## Extract provided

Finally though, I never, ever thought I would drive a minivan. I swore up and down, left and right that I would drive an SUV.
And then I learned about a little something called miles per gallon.
While Chance was a youth minister, we would regularly haul students to events and dinners and services. The place where we served didn't own a church van, and even if they had, Chance was too young to be covered by their insurance.
So Chance and I shattered my dreams of being an SUV family, and we bought a minivan.
At the time, since Chance was the one working with the youth, he was the primary driver. My 24-year-old, musically untalented husband, was driving a minivan full of sweaty junior high kids.
We began affectionately calling it the "man van."
The "man van" was a great purchase and really helped when we needed to haul students on trips. The Reverend quickly realized that he could also haul "man stuff" and I would regularly find plywood or leaf blowers, or table-saws shoved in the back hatch.
One time, he even squished four ready-to-plant fruit trees in the back and made me drive it home. It was similar to being on a safari.
Chance used the van to its fullest, but he always took good care of it. It was clean and maintained.
Shortly after we moved to Athens though, Chance decided he didn't need to haul grown-ups in the same way that he hauled kids, so the van became mine, and he bought a shiny truck (because that's what men do here in Athens). And thus, my dreams of being the SUV mom were once again shattered.
Now, many of you only know me via the blog world or have never been given the opportunity to ride in our van. You all may be picturing a shiny, well-taken care of mini van sitting in the driveway. We just seem like people who, you know, have it all together. I know you are thinking, "Those Newinghams are great stewards of God's gifts. It's nice that they've had that same minivan for 6 years."
While Chance was driving it, that may have been true. But now that I'm the primary driver...
For the sake of shattering Pinterest Envy, I plan to share the reality of my van here on the blog.

## Information provided
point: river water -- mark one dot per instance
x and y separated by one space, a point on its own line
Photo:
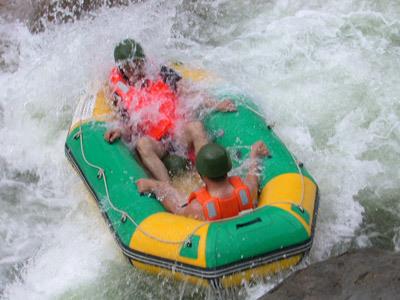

## Task details
Answer from the minivan post:
1. What job did Chance have when the minivan was bought?
2. What nickname was given to the minivan?
3. What vehicle did Chance buy after the van went to the writer?
The data that comes after the minivan post is separate material and has nothing to do with it.

## Answer box
1. Youth minister
2. The "man van"
3. A shiny truck